TASK REQUIREMENTS:
1 - In the Lelu Island text, how long is the mooring and loading jetty for Pacific Northwest LNG?
2 - Copy everything in the Lelu Island text from "The mooring and" down to "chemicals at tidewater.".

GIVEN TEXT:

--- START ---

Salmon smoult at mouth of Porpoise Channel, just off Lelu Island
Photographer: Tavish Campbell
Every Skeena River salmon and steelhead that lives to maturity, transitions between freshwater and saltwater twice. This happens in the estuary, where the flow of the river pushes against, and is pulled along by the surges and ebbs of the tides. It's a place of crazy chemistry for fish, and also a vital piece of habitat in ensuring that salmon survive.
Pacific Northwest LNG plans to build an LNG export facility on Lelu Island in the Skeena River estuary, amid this crucial salmon habitat. This, despite the facts that siting a plant there also puts it within 2 km of human settlement (Port Edward), and necessitates LNG carrier passage through constricted channels – both of which are against best practices in the LNG industry. LNG carriers are the largest non-military vessels in the world – longer than three football fields. Their approach to and egress from ports requires shutdowns of other marine traffic.
The mooring and loading jetty for Pacific Northwest LNG, a 3 km-long structure, would run along the northwest edge of Flora Bank, which is eelgrass habitat used by salmon as they move in and out of the Skeena River. Biologists hired by Pacific Northwest LNG have decreed that Flora Bank is marginal eelgrass habitat, and that matters could be improved for the salmon by damaging part of it, dredging the surrounding waters to facilitate passage of LNG carriers, and then creating new eelgrass habitat nearby. This would be the largest marine dredging operation ever undertaken in Canadian waters. The pipeline that would feed Pacific Northwest LNG would approach the terminal from offshore, creating additional disturbance and risk to salmon habitat. The LNG plant operations would require the storage, production, and handling of toxic chemicals at tidewater.

--- END ---

[Saved entries]
--- START ---

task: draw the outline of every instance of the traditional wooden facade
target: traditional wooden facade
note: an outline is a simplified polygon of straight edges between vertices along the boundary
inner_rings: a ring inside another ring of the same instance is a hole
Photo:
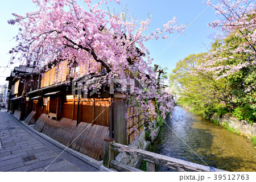
[[[26,118],[25,123],[35,123],[38,131],[97,160],[102,159],[105,138],[129,144],[144,130],[139,107],[127,108],[126,100],[115,89],[110,93],[102,66],[97,65],[88,78],[86,66],[73,63],[69,68],[68,61],[53,63],[43,73],[15,75],[11,80],[10,110],[19,119]],[[88,87],[100,82],[100,94],[74,92],[74,81]],[[22,108],[17,106],[19,102]]]
[[[15,67],[10,76],[6,78],[10,93],[8,110],[19,120],[26,118],[32,109],[27,93],[39,86],[39,75],[34,72],[34,68],[29,65]]]

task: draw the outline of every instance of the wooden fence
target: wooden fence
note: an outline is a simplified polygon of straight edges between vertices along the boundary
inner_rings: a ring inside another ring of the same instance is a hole
[[[146,171],[148,172],[155,171],[155,164],[164,166],[177,171],[226,171],[115,143],[114,139],[112,138],[106,139],[105,139],[103,165],[109,168],[112,167],[119,171],[142,171],[115,160],[115,151],[124,152],[146,160],[147,162]]]
[[[131,144],[144,131],[144,115],[139,107],[130,107],[127,108],[127,141]]]

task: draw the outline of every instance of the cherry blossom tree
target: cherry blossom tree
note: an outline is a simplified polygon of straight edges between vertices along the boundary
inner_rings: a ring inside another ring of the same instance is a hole
[[[223,46],[211,51],[207,56],[208,60],[199,68],[219,74],[218,78],[233,74],[242,68],[256,64],[256,5],[255,0],[237,0],[231,2],[220,0],[220,3],[214,5],[210,1],[205,2],[216,10],[221,19],[214,21],[208,26],[213,28],[220,27],[222,33],[217,36],[221,40],[225,40],[230,36],[242,39],[235,48],[229,46],[225,41]],[[226,55],[233,55],[224,57]],[[236,56],[234,56],[236,55]],[[249,55],[249,56],[248,56]],[[246,57],[246,59],[244,59]],[[240,61],[230,61],[229,65],[222,63],[237,59]]]
[[[13,14],[15,19],[9,21],[11,24],[18,24],[19,28],[16,36],[18,45],[10,51],[10,63],[14,60],[36,61],[40,69],[49,63],[68,60],[80,65],[89,65],[88,74],[97,73],[96,68],[102,65],[108,73],[109,83],[113,78],[125,79],[129,82],[139,78],[147,81],[147,89],[135,88],[127,96],[130,103],[138,104],[146,115],[146,111],[153,106],[150,100],[159,99],[163,103],[159,110],[164,113],[161,114],[164,119],[165,113],[173,106],[163,104],[167,100],[160,99],[166,94],[158,89],[156,73],[149,66],[152,59],[143,43],[166,39],[168,34],[181,32],[184,26],[178,26],[174,17],[162,28],[144,35],[150,17],[139,22],[125,13],[113,14],[101,9],[102,5],[111,1],[101,0],[92,5],[90,0],[84,0],[86,11],[75,0],[33,0],[37,11],[24,16]],[[119,3],[118,0],[115,1]],[[100,88],[101,85],[93,86]],[[135,100],[136,103],[133,102]]]

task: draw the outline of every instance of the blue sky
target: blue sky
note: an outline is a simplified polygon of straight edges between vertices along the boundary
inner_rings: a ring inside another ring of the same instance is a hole
[[[114,0],[113,0],[114,1]],[[98,2],[99,0],[93,0]],[[212,7],[202,3],[201,0],[119,0],[121,5],[112,2],[108,3],[110,11],[114,9],[120,11],[122,6],[128,9],[128,14],[137,18],[138,20],[145,19],[148,14],[152,15],[149,27],[150,32],[158,28],[162,28],[163,24],[174,16],[177,18],[179,24],[189,25],[205,9],[204,13],[188,27],[184,34],[180,35],[175,33],[169,35],[166,40],[149,40],[145,43],[151,53],[151,57],[156,58],[153,64],[160,65],[162,67],[167,67],[170,73],[175,68],[176,63],[192,53],[199,53],[207,52],[213,41],[215,31],[207,26],[208,23],[217,19],[214,11]],[[217,1],[216,1],[217,2]],[[80,5],[82,0],[77,1]],[[0,6],[0,76],[9,76],[10,69],[3,68],[6,67],[10,59],[9,51],[15,45],[14,40],[10,41],[18,32],[16,26],[7,24],[7,21],[13,18],[12,13],[24,15],[26,12],[33,11],[35,6],[32,0],[2,1]],[[177,38],[168,48],[161,55],[159,54]],[[13,66],[10,68],[13,69]],[[3,72],[5,69],[5,71]],[[0,77],[0,84],[5,78]]]

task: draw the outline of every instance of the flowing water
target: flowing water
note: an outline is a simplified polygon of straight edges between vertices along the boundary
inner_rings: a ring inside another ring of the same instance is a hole
[[[229,171],[256,171],[256,150],[250,139],[179,106],[172,117],[153,143],[153,152]],[[174,171],[159,166],[156,171]]]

--- END ---

COMPLETED EXERCISE:
1 - 3 km

2 -
The mooring and loading jetty for Pacific Northwest LNG, a 3 km-long structure, would run along the northwest edge of Flora Bank, which is eelgrass habitat used by salmon as they move in and out of the Skeena River. Biologists hired by Pacific Northwest LNG have decreed that Flora Bank is marginal eelgrass habitat, and that matters could be improved for the salmon by damaging part of it, dredging the surrounding waters to facilitate passage of LNG carriers, and then creating new eelgrass habitat nearby. This would be the largest marine dredging operation ever undertaken in Canadian waters. The pipeline that would feed Pacific Northwest LNG would approach the terminal from offshore, creating additional disturbance and risk to salmon habitat. The LNG plant operations would require the storage, production, and handling of toxic chemicals at tidewater.